◆ **THE PROBLEM**:
Copy each of the entries below word for word, leaving out the pictures.

◆ **DATA FOR THE TASK**:
---+---
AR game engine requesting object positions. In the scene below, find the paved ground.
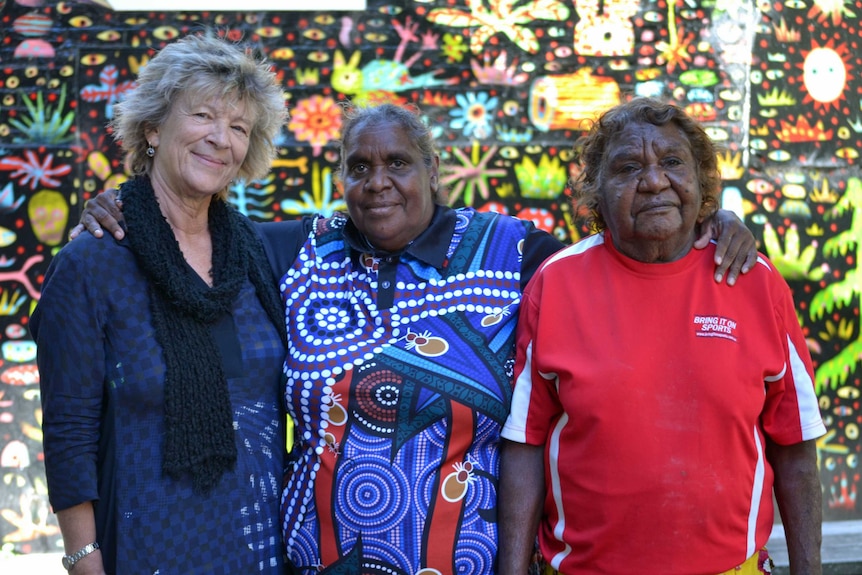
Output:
[0,521,862,575]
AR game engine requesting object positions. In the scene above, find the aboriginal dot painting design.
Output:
[0,0,862,557]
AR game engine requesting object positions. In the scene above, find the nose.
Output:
[638,166,670,194]
[365,166,389,192]
[207,122,230,148]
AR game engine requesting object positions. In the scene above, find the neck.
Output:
---+---
◆ **COMPLETED EXERCISE**:
AR game engine requesting object positions. In the scene below, find the paved ground.
Output:
[0,521,862,575]
AR game engine requesting object positions. In the scene above, find the aboriginal dot painting design.
Output:
[0,0,862,557]
AR game engine requesting object positions. In the scene above, find the nose.
Output:
[638,166,670,194]
[365,166,389,192]
[207,122,230,148]
AR game engine requesting object positions. In the scene above, find the neck.
Output:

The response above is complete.